- **The request**
Can you transcribe every line of the data below word for word, leaving the pictures out of your answer?

***** Records for processing

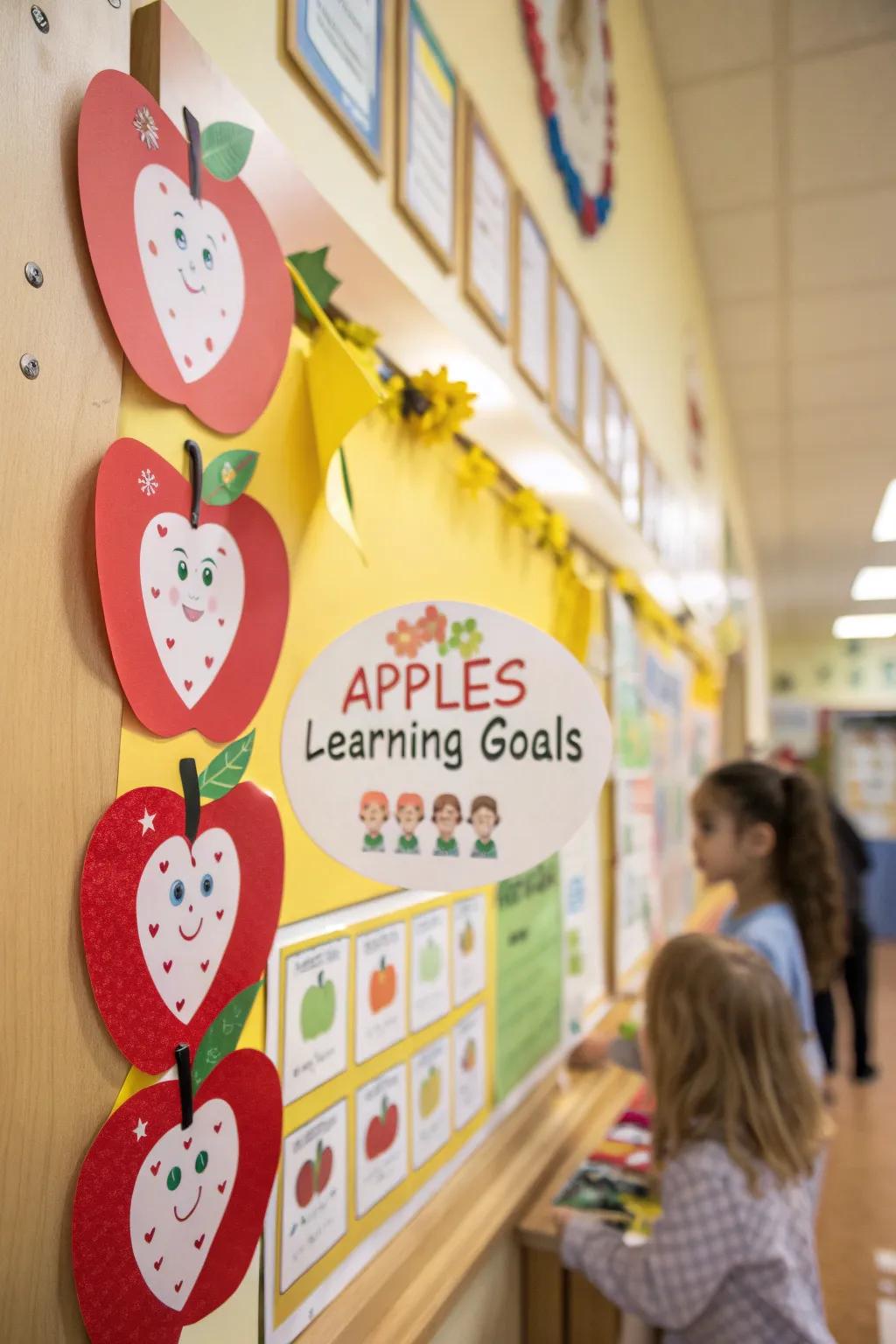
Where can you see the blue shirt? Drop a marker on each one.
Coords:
(773, 932)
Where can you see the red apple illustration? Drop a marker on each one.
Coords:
(165, 1219)
(195, 614)
(382, 1130)
(176, 925)
(188, 266)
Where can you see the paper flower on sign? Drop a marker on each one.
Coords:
(476, 472)
(527, 511)
(449, 405)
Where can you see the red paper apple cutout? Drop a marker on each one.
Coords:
(195, 286)
(165, 1219)
(175, 928)
(195, 614)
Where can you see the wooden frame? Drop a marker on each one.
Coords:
(520, 210)
(473, 127)
(410, 11)
(572, 430)
(315, 78)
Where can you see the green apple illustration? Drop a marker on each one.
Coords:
(430, 962)
(318, 1008)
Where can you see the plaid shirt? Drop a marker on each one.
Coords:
(723, 1266)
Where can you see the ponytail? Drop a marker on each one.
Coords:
(794, 807)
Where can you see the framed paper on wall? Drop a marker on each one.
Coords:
(592, 402)
(566, 383)
(339, 49)
(532, 283)
(427, 136)
(488, 222)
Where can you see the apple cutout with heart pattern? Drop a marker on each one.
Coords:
(195, 614)
(165, 1219)
(195, 286)
(173, 929)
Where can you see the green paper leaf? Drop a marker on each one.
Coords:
(225, 772)
(323, 284)
(226, 148)
(223, 1035)
(228, 476)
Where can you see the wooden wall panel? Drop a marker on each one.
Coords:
(58, 692)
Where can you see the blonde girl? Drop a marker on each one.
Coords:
(737, 1135)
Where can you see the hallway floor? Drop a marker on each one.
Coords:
(858, 1203)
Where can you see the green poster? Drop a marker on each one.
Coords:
(529, 990)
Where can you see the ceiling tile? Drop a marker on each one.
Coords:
(740, 253)
(844, 241)
(818, 24)
(725, 140)
(697, 38)
(843, 323)
(844, 120)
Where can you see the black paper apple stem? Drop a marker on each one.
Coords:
(186, 1083)
(195, 155)
(190, 784)
(195, 479)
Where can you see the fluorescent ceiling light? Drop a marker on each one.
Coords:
(875, 584)
(881, 626)
(884, 528)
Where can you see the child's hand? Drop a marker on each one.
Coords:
(592, 1053)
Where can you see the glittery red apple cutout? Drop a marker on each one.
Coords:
(165, 1219)
(195, 285)
(175, 927)
(195, 614)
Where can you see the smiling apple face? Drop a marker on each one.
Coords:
(186, 913)
(180, 1196)
(192, 268)
(193, 586)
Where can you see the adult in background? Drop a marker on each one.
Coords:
(855, 862)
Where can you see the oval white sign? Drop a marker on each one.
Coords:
(444, 745)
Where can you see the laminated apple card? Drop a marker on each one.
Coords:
(430, 1101)
(167, 1214)
(469, 948)
(178, 903)
(381, 990)
(444, 745)
(315, 1028)
(188, 266)
(469, 1068)
(381, 1138)
(315, 1193)
(430, 985)
(195, 588)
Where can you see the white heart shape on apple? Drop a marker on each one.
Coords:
(178, 1199)
(193, 584)
(192, 268)
(186, 912)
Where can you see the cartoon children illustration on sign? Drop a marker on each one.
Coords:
(374, 815)
(446, 815)
(484, 819)
(409, 814)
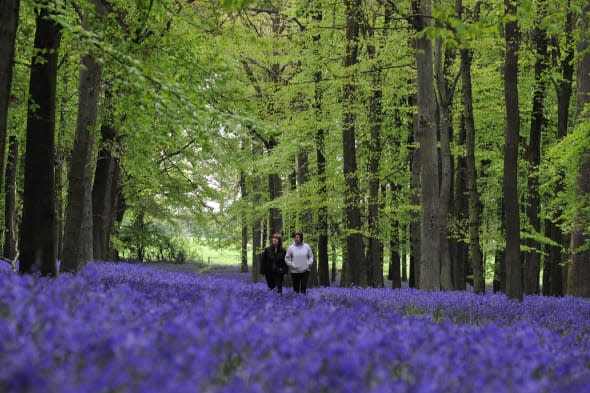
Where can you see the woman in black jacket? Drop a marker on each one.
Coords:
(272, 263)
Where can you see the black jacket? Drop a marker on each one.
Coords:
(273, 260)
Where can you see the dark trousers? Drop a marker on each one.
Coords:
(274, 280)
(300, 281)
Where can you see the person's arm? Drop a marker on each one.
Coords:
(309, 257)
(289, 257)
(262, 262)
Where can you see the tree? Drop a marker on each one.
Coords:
(474, 203)
(579, 272)
(532, 263)
(78, 236)
(9, 10)
(10, 239)
(553, 272)
(354, 241)
(38, 230)
(429, 168)
(320, 136)
(511, 141)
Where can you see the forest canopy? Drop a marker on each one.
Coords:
(444, 143)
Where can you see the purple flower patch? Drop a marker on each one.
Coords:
(128, 328)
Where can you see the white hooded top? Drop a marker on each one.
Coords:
(299, 257)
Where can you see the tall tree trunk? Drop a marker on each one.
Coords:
(354, 241)
(532, 264)
(275, 190)
(244, 248)
(415, 235)
(394, 248)
(511, 139)
(429, 170)
(257, 225)
(475, 252)
(61, 160)
(442, 57)
(10, 245)
(119, 206)
(306, 225)
(78, 232)
(579, 271)
(374, 257)
(553, 262)
(323, 263)
(38, 222)
(9, 10)
(459, 246)
(102, 192)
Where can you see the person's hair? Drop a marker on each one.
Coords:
(278, 236)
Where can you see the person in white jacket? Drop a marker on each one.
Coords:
(299, 258)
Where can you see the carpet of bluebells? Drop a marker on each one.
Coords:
(128, 328)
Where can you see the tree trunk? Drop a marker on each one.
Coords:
(429, 169)
(474, 203)
(275, 191)
(9, 10)
(78, 232)
(511, 139)
(306, 225)
(119, 206)
(257, 226)
(459, 246)
(374, 258)
(415, 239)
(394, 248)
(102, 194)
(10, 245)
(61, 160)
(354, 242)
(553, 262)
(532, 263)
(244, 248)
(38, 221)
(323, 263)
(444, 102)
(579, 271)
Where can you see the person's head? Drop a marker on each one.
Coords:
(276, 239)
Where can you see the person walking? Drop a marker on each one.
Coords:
(299, 258)
(273, 264)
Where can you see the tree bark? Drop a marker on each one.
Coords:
(10, 245)
(38, 222)
(119, 206)
(323, 262)
(394, 248)
(306, 225)
(511, 140)
(375, 245)
(554, 282)
(444, 102)
(354, 242)
(532, 265)
(9, 10)
(429, 169)
(244, 248)
(579, 271)
(475, 252)
(257, 225)
(459, 246)
(78, 232)
(415, 235)
(102, 193)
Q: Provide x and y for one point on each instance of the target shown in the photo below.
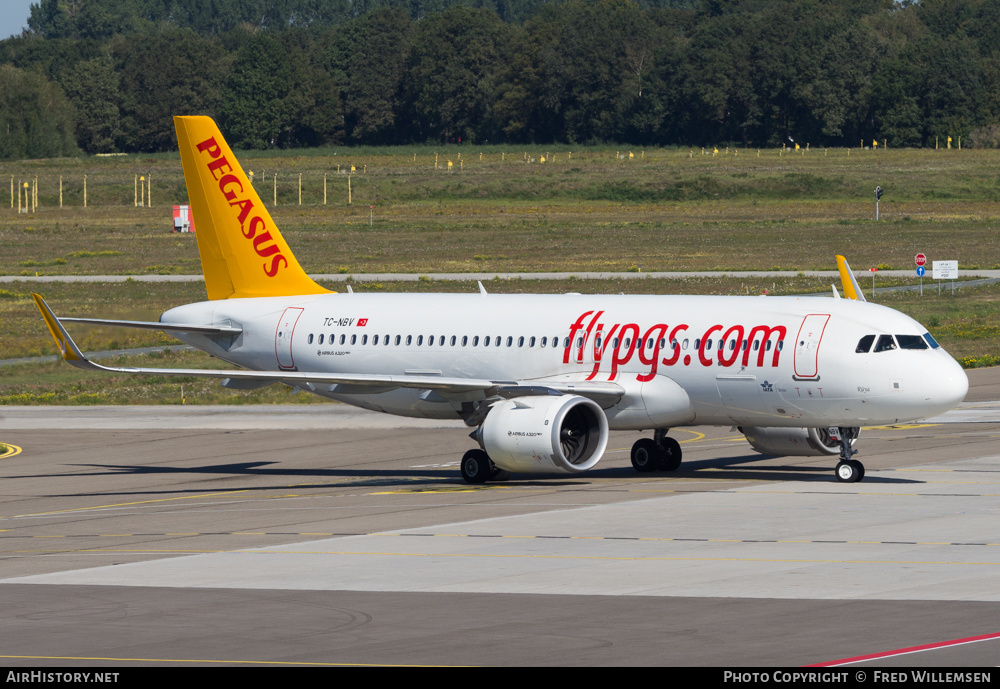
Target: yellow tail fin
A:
(851, 288)
(242, 252)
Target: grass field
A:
(502, 211)
(661, 210)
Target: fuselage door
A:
(807, 345)
(283, 336)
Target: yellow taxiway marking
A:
(528, 556)
(899, 426)
(10, 452)
(212, 661)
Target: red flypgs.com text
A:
(589, 335)
(231, 186)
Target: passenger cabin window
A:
(885, 343)
(865, 344)
(911, 342)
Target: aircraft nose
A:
(947, 388)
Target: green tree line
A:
(107, 75)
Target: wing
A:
(347, 383)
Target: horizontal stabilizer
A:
(165, 327)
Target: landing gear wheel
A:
(850, 471)
(645, 455)
(477, 467)
(670, 455)
(861, 469)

**********

- **Worked answer**
Where can you see the blue shirt? Drop a marker on each one.
Coords:
(773, 932)
Where can you see the red apple illustration? Drop a marker on each one.
Coords:
(165, 1219)
(195, 614)
(382, 1130)
(176, 925)
(188, 266)
Where can you see the paper flower on sign? Drop a marker on each one.
Coords:
(476, 472)
(527, 511)
(449, 405)
Where can you see the red paper apple cutout? Drop a marker on each one.
Coords:
(195, 286)
(165, 1219)
(175, 928)
(195, 614)
Where can you see the wooden frame? Drop a marker on each one.
Coords:
(520, 210)
(473, 127)
(410, 11)
(572, 430)
(315, 78)
Where can you see the green apple illustration? Drop a marker on each one.
Coords:
(430, 962)
(318, 1008)
Where can you see the plaid shirt? Drop a marker on each one.
Coords:
(723, 1266)
Where can you see the ponytail? Drop a marker on each one.
Coords:
(794, 807)
Where can you see the framed paper on wall? Drop a marker on each one.
Coords:
(592, 402)
(566, 383)
(339, 49)
(532, 283)
(427, 136)
(488, 222)
Where can you see the apple cutout with heart pattern? Drop a marker on each one.
Coords:
(195, 614)
(165, 1219)
(195, 286)
(173, 929)
Where can you see the green paper leaf? Drop a marker on each one.
Coords:
(225, 772)
(323, 284)
(226, 148)
(223, 1035)
(228, 476)
Where can you see the wooden wall panel? Drop a marker on each one.
Coords:
(58, 692)
Where can you see the blonde girl? Drop a marker on each one.
Coords:
(737, 1135)
Where can you see the hallway floor? Drop a marker on each one.
Coords:
(858, 1203)
Where can you see the green poster? Drop a marker on each one.
Coords:
(529, 990)
Where can you see the ceiling tile? Drop a marker on each one.
Coords:
(740, 253)
(844, 241)
(818, 24)
(725, 140)
(697, 38)
(843, 323)
(844, 120)
Where can you see the black paper apple stem? Drop a marker on each one.
Coords:
(186, 1083)
(195, 155)
(190, 784)
(195, 479)
Where can you see the fluorescent ceiling light? Drop a marker on each one.
Coords:
(875, 584)
(881, 626)
(884, 528)
Where can you see the child's hand? Drop a marker on each one.
Coords:
(592, 1053)
Where can you see the glittery red apple cutout? Drop a marker on each one.
Coords:
(165, 1219)
(195, 285)
(175, 927)
(195, 614)
Where can you see the smiling apple face? Drop a marker on each one.
Coords:
(186, 913)
(180, 1196)
(192, 268)
(193, 586)
Where can you see the adult in background? Drop a marker on each one.
Coords:
(855, 862)
Where can you see the oval white sign? Drop a marker on each one.
Coords:
(444, 745)
Where can you see the laminated apple card? Drop a marker on each one.
Coords:
(430, 1101)
(167, 1214)
(469, 948)
(178, 903)
(381, 990)
(444, 745)
(315, 1028)
(188, 266)
(469, 1068)
(381, 1138)
(315, 1193)
(430, 985)
(195, 588)
Where can you see the white heart shape on apple? Drop a marker on each one.
Coords:
(178, 1199)
(193, 584)
(192, 268)
(186, 912)
Where can you see the cartoon children illustration on sign? Drop a marker on each one.
Coords:
(374, 815)
(446, 815)
(484, 819)
(409, 814)
Where can you see the woman in black jacket? Drop a marker on each one.
Coords:
(272, 263)
Where can you see the black jacket? Drop a marker on each one.
Coords:
(273, 260)
Where can you see the dark trousers? Drop a marker on each one.
Coords:
(274, 280)
(300, 281)
Where can you see the person's arm? Drop a marker on each one.
Coords:
(309, 257)
(289, 257)
(262, 262)
Where can you see the tree? Drop a marker on each one.
Coords:
(474, 203)
(579, 272)
(532, 263)
(78, 236)
(9, 10)
(10, 239)
(553, 272)
(354, 241)
(38, 230)
(429, 168)
(320, 136)
(511, 141)
Where can you see the forest canopy? Drop a marker on each one.
Coords:
(444, 143)
Where can you see the purple flower patch? Drop a marker on each one.
Coords:
(128, 328)
Where can you see the white hooded top? Drop a marker on each one.
Coords:
(299, 257)
Where can you see the tall tree trunk? Drop a marker on each one.
Coords:
(354, 241)
(532, 264)
(275, 190)
(244, 248)
(415, 235)
(394, 248)
(511, 139)
(429, 170)
(257, 225)
(475, 252)
(61, 160)
(442, 57)
(10, 245)
(119, 206)
(306, 225)
(78, 232)
(579, 271)
(374, 257)
(553, 262)
(323, 263)
(38, 222)
(9, 10)
(459, 246)
(102, 192)
Where can you see the person's hair? Drop a marker on each one.
Coords:
(278, 236)
Where can you see the person in white jacket? Drop a marker on each one.
Coords:
(299, 258)
Where can you see the carpet of bluebells? Drop a marker on each one.
Coords:
(128, 328)
Where can you see the tree trunk? Drop a marker on each one.
Coords:
(429, 169)
(474, 203)
(275, 191)
(9, 10)
(78, 232)
(511, 139)
(306, 225)
(119, 206)
(257, 226)
(459, 246)
(374, 258)
(415, 239)
(394, 248)
(102, 194)
(10, 245)
(61, 160)
(354, 242)
(553, 262)
(532, 263)
(244, 248)
(38, 221)
(323, 263)
(444, 102)
(579, 271)
Where can you see the person's head? Drop a marker on each one.
Coords:
(276, 239)
Where can you see the person walking? Drop a marker on each one.
Coords:
(299, 258)
(273, 264)
Where can you see the tree bark? Drop a marker on each one.
Coords:
(10, 245)
(38, 222)
(119, 206)
(323, 262)
(394, 248)
(306, 225)
(511, 140)
(375, 245)
(554, 282)
(444, 102)
(354, 242)
(532, 265)
(9, 10)
(429, 169)
(244, 248)
(579, 271)
(475, 252)
(257, 225)
(459, 246)
(78, 232)
(415, 235)
(102, 193)
Q: Provide x and y for one point on each instance of the target shown in the photo below.
Target: yellow tail fin
A:
(851, 288)
(242, 252)
Target: grass field
A:
(502, 211)
(661, 210)
Target: fuselage door
A:
(807, 345)
(283, 336)
Target: yellow taxiway marking
A:
(528, 556)
(899, 426)
(10, 452)
(212, 661)
Target: red flypgs.com text
A:
(589, 335)
(231, 186)
Target: passenger cabin window
A:
(885, 343)
(865, 344)
(911, 342)
Target: aircraft nose
A:
(947, 388)
Target: green tree line
A:
(107, 75)
Target: wing
A:
(347, 383)
Target: horizontal stabilizer
A:
(165, 327)
Target: landing gear wheel
A:
(850, 471)
(645, 455)
(477, 467)
(670, 455)
(861, 469)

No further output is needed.